## Begin Data provided

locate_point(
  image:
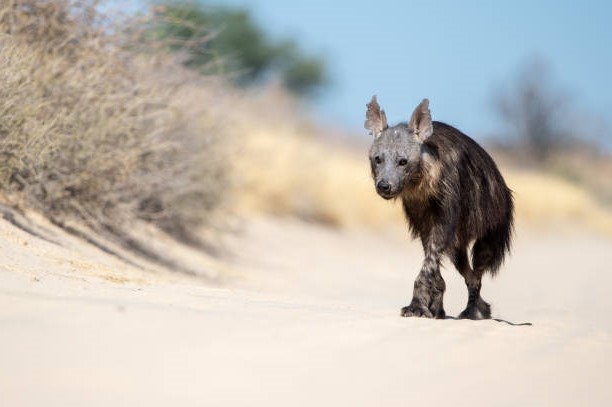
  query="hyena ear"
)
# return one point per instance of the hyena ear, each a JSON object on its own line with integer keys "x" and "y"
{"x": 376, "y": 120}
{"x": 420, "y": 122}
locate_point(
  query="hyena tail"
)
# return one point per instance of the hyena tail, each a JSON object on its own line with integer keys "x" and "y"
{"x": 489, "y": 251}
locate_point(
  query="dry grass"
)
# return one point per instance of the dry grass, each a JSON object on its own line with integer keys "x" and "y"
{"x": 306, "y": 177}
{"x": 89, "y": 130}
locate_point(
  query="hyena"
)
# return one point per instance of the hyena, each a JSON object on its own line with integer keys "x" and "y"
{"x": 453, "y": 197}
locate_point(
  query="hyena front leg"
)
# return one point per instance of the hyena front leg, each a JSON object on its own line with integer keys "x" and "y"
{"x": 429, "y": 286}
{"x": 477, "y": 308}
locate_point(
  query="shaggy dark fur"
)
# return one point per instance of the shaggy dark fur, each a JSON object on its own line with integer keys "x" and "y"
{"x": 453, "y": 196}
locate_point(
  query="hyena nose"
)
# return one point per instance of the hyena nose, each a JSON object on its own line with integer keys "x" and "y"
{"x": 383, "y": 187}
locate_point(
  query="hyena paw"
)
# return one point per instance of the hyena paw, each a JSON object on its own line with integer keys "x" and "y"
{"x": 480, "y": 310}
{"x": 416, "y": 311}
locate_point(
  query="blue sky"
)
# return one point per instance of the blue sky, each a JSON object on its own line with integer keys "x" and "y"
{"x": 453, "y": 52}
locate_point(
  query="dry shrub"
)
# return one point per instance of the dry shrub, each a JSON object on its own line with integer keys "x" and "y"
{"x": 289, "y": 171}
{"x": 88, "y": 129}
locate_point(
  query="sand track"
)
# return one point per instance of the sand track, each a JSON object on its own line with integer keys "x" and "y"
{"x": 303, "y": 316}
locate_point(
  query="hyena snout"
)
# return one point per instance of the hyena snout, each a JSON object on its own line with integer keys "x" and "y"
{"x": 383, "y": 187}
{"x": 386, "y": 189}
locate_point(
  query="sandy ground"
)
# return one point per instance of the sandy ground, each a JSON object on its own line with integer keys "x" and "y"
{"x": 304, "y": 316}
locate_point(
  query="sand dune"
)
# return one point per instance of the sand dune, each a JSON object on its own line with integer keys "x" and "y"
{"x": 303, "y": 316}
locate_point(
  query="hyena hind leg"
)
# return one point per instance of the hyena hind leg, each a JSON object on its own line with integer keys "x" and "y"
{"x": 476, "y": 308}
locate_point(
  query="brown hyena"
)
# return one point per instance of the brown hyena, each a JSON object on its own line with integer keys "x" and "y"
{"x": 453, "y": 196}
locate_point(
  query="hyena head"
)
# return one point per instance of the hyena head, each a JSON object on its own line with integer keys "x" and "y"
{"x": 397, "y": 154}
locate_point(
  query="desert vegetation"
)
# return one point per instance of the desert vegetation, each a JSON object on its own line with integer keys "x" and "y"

## End Data provided

▶ Given exercise:
List every line in the entries above that contains the string "dune". Matching is case-sensitive.

▶ Exercise output:
  query="sand dune"
# return one point per instance of the sand dune, each a JSON object on its own line with integer keys "x" and "y"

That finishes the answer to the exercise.